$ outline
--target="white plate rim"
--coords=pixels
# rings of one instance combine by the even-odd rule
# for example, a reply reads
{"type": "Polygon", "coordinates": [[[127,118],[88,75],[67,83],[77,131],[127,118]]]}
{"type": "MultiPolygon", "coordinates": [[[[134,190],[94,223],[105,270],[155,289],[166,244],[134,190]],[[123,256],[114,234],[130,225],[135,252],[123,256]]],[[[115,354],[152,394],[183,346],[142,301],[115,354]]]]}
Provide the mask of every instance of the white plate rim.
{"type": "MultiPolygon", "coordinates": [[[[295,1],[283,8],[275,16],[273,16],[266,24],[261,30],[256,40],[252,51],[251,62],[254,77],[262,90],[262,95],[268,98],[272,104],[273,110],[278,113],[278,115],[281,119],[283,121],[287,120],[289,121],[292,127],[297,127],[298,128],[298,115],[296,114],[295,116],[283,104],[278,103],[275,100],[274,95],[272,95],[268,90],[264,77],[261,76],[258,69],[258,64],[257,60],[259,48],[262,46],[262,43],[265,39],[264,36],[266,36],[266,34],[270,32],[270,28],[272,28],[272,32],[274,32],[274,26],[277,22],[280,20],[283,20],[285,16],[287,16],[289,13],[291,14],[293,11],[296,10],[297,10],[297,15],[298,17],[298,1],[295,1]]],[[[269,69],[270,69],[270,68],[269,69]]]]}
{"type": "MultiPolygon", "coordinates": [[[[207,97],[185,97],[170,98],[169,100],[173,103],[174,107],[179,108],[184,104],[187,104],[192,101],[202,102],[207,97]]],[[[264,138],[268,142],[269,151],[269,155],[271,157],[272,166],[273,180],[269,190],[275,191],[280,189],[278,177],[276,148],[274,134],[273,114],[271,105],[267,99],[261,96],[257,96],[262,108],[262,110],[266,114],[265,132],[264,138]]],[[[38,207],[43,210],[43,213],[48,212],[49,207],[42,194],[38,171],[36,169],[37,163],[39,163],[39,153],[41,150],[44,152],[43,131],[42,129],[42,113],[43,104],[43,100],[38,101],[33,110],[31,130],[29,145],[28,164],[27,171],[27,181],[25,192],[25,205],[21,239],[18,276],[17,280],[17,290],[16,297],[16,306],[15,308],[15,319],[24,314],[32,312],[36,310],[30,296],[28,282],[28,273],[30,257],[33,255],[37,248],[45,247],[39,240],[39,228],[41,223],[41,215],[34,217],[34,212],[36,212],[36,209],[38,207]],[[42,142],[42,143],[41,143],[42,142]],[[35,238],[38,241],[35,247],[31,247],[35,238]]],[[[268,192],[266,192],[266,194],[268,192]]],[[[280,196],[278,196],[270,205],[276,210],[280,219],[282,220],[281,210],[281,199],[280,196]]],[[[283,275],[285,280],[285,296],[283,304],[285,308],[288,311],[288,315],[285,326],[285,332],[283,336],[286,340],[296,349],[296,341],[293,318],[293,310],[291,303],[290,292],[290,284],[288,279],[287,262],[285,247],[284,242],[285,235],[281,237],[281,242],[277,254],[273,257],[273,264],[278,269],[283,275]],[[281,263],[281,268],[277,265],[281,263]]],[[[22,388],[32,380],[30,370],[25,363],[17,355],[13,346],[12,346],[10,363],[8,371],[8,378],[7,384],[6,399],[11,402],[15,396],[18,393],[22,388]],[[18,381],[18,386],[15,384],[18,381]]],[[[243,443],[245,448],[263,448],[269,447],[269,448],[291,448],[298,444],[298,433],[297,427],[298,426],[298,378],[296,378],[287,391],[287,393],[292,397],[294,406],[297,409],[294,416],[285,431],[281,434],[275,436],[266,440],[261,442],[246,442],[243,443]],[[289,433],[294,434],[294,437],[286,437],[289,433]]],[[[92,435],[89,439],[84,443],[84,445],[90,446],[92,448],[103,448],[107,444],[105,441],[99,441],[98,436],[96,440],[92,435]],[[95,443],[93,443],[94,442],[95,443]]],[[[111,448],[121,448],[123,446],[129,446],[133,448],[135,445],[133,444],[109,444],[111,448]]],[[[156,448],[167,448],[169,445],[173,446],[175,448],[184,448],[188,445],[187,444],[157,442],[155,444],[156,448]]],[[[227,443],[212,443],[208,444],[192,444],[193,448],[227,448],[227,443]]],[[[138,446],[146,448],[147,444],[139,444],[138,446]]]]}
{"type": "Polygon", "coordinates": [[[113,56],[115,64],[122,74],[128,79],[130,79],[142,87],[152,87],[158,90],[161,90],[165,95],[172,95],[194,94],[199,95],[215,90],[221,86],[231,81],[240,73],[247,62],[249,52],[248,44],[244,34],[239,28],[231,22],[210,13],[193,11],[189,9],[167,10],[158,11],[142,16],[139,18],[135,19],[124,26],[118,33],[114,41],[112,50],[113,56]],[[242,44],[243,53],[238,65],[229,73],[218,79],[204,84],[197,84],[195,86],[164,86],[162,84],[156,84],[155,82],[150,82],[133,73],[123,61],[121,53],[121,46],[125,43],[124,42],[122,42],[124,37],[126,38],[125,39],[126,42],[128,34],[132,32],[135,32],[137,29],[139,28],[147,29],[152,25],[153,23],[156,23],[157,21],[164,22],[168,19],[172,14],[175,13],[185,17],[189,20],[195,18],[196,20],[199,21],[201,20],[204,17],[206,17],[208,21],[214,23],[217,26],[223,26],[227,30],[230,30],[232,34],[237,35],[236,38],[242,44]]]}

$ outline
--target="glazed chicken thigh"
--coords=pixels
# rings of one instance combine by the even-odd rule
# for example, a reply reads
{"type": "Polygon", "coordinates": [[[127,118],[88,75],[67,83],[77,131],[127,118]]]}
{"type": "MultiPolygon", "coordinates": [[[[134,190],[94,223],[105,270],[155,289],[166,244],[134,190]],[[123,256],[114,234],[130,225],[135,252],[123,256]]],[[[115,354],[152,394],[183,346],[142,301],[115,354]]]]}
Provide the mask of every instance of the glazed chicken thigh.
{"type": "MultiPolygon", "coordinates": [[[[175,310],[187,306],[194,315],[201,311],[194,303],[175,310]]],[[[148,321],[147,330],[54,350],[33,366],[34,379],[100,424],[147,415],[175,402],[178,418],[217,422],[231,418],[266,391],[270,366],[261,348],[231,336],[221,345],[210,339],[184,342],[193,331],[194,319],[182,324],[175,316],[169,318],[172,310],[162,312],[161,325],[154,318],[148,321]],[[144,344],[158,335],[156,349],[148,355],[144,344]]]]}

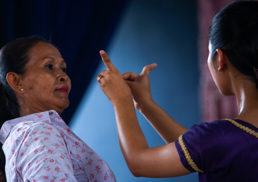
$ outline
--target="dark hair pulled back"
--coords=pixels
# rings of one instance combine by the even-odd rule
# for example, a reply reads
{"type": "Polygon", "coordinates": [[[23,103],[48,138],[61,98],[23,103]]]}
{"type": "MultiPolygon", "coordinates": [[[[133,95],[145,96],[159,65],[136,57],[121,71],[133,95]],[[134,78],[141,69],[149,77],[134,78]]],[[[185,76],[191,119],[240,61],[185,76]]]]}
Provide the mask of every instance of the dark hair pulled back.
{"type": "Polygon", "coordinates": [[[212,20],[209,41],[212,58],[219,48],[240,72],[255,78],[253,68],[258,69],[258,2],[239,1],[224,8],[212,20]]]}
{"type": "MultiPolygon", "coordinates": [[[[40,42],[51,44],[44,38],[34,36],[13,41],[0,50],[0,127],[5,121],[20,116],[17,98],[6,80],[7,74],[24,73],[30,60],[30,50],[40,42]]],[[[5,158],[2,145],[0,142],[0,174],[5,172],[5,158]]],[[[0,181],[5,181],[3,176],[0,176],[0,181]]]]}

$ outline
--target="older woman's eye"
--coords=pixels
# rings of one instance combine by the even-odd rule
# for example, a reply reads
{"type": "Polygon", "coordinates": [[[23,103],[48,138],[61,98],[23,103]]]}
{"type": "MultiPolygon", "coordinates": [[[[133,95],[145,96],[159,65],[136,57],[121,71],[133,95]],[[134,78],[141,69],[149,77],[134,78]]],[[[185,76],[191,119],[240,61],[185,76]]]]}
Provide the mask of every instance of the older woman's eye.
{"type": "Polygon", "coordinates": [[[63,71],[63,72],[67,72],[67,68],[62,68],[62,70],[63,71]]]}
{"type": "Polygon", "coordinates": [[[48,64],[46,66],[46,67],[48,69],[53,69],[53,65],[52,64],[48,64]]]}

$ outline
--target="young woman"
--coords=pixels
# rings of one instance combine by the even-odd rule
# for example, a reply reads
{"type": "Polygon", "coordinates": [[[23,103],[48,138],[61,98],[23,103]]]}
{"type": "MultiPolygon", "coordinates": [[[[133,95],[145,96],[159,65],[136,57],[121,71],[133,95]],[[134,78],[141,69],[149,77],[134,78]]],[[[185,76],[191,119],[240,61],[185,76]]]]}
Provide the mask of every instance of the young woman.
{"type": "Polygon", "coordinates": [[[59,116],[69,105],[66,68],[59,51],[42,38],[19,39],[0,50],[0,142],[8,181],[116,181],[59,116]]]}
{"type": "Polygon", "coordinates": [[[200,181],[258,180],[258,2],[238,1],[214,17],[208,64],[221,93],[235,95],[233,119],[194,125],[189,131],[153,100],[145,66],[121,75],[104,51],[107,70],[97,77],[115,112],[119,143],[136,176],[167,177],[198,172],[200,181]],[[135,108],[167,142],[149,148],[135,108]]]}

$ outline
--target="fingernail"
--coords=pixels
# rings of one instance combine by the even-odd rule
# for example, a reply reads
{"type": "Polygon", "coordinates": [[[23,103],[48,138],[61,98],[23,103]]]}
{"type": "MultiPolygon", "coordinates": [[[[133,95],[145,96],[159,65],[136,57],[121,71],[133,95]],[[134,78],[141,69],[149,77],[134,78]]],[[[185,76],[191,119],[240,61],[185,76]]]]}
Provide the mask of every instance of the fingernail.
{"type": "Polygon", "coordinates": [[[103,51],[103,50],[101,50],[100,51],[100,53],[101,53],[101,55],[103,55],[105,54],[105,51],[103,51]]]}

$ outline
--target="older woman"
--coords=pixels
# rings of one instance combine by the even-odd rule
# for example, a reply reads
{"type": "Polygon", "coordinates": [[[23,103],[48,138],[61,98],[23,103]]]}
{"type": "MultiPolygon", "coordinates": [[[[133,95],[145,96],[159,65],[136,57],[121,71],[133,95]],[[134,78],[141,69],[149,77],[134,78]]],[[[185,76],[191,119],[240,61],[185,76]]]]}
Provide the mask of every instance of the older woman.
**********
» AIM
Rewrite the rows from the very start through the line with "Provide the mask of every instance of the white", swapping "instance" for "occurrence" and leaving everything else as it is.

» EXERCISE ANSWER
$ outline
--target="white plate rim"
--coords=pixels
# rings of one occurrence combine by the even-odd rule
# for example, a reply reads
{"type": "Polygon", "coordinates": [[[127,118],[88,75],[67,83],[77,131],[127,118]]]}
{"type": "MultiPolygon", "coordinates": [[[[134,190],[94,223],[105,270],[155,289],[166,244],[134,190]],[[123,256],[114,234],[130,225],[135,252],[123,256]]],[[[115,354],[152,394],[183,346],[142,301],[115,354]]]]}
Provide the mask of every occurrence of the white plate rim.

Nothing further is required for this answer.